◆ **Page excerpt**
--------------------------------------------------

Secretary of the Interior James Watt in 1981: "God gave us these things to use. After the last

tree is felled, Christ will come back."


            Although I certainly respect their right to speak out and actually agree with many of

their points, this is the worst possible time for atheists such as Sam Harris (The End of Faith

and Letter to a Christian Nation) and Christopher Hitchens (God Is Not Great: How

Religion Poisons Everything) to stoke the fires of the culture wars.


            It is a sad fact that theological illiteracy is found among the nation’s non-believers as

well as its believers.  There is a whole range of religious options between the two extremes

of religious fundamentalism and atheism of which most people are unaware. The Atheist

Brigade seems to forget that we are emotional beings as well as rational beings, and need

I remind them that there are many things in this world that reason cannot comprehend? 


Even though they don’t feel it, can’t they respect the fact that hundreds of millions of

people find that religion fills their deepest needs? Reading these books gives one the distinct

impression that religious people suffer from some form of mental illness.


            I have a degree in philosophical theology, and I taught philosophy of religion for 30

years.  What always struck me at my professional meetings was the fact that some

reformulations of the traditional arguments for God’s existence are still holding their own.


One can perhaps excuse the amateurs in the Atheist Brigade, but philosophy professor

Daniel Dennet, author of Breaking the Spell: Religion as a Natural Phenomenon, should be

ashamed of himself when he claims that it is not necessary to address the arguments of his

professional colleagues.


            Alvin Plantinga, one of the foremost philosophers of religion, states that "many of

[Dawkins’] arguments would receive a failing grade in a sophomore philosophy class."

Dawkins has been rightly ridiculed for his "Ultimate 747" argument, previous forms of which

most of my students saw through easily.  Biologist Dawkins has always rejected such

argumentative sloppiness by critics of evolution.

--------------------------------------------------

◆ **Task list**
1/ According to the commentary on atheist writers, for how many years did its author teach philosophy of religion?
2/ Extract the portion of the commentary on atheist writers starting at "reformulations of the" and ending at "professional colleagues.".
3/ Extend the commentary on atheist writers, starting after its final sentence.

◆ **Information provided**
--------------------------------------------------

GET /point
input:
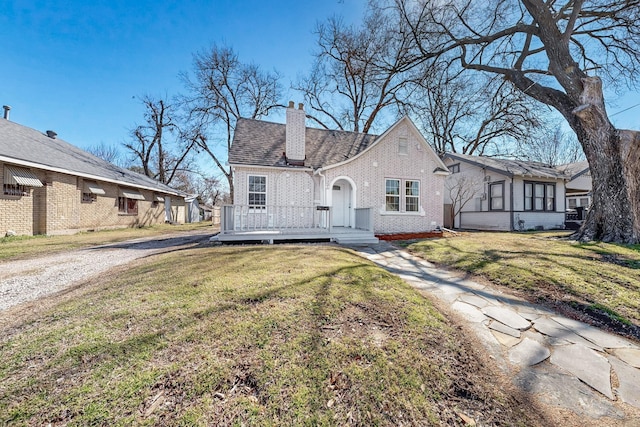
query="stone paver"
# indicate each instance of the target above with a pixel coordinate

--------------------------------------------------

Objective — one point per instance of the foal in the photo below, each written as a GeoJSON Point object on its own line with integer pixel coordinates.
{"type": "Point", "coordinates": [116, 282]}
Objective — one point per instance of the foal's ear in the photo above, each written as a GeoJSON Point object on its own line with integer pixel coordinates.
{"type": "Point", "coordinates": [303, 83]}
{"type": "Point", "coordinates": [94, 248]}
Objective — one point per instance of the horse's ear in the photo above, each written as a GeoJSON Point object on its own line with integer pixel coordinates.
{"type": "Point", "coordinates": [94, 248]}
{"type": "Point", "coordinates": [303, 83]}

--------------------------------------------------

◆ **Outputs by task**
1/ 30 years.

2/
reformulations of the traditional arguments for God’s existence are still holding their own.


One can perhaps excuse the amateurs in the Atheist Brigade, but philosophy professor

Daniel Dennet, author of Breaking the Spell: Religion as a Natural Phenomenon, should be

ashamed of himself when he claims that it is not necessary to address the arguments of his

professional colleagues.

3/
            Moderate evangelicals, such as Richard Mouw, president of Fuller [Evangelical]

Seminary, admits that "we have done a terrible job of presenting our perspective" and that

"whatever may be wrong with Christopher Hichens’ attack on religious leaders, we have

certainly already matched it in our attacks."


            But extreme Calvinists such as Douglas Wilson make no concessions (as is his wont),

and is thrilled to have one more chance to fly the banners of a Christian Crusade.  His book

Letter from a Christian Citizen is a response to Sam Harris’ second book and his a now a

Conservative Book Club selection. Wilson and Hitchens conduct a debate in the May, 2007

issue of Christianity Today. After despairful dealings with Wilson over many years, I totally agree with Hitchens’

description of his writing as "mildly amusing casuistry," but I not always happy with

Hitchens’ rhetorical excesses.


            John Green of the Pew Forum on Religion and Public Life states: "These writers

share a few things with the zealous religionists they oppose, such as a high degree of

dogmatism and an aggressive rhetorical style.  Indeed, one could speak of a secular

fundamentalism that resembles religious fundamentalism."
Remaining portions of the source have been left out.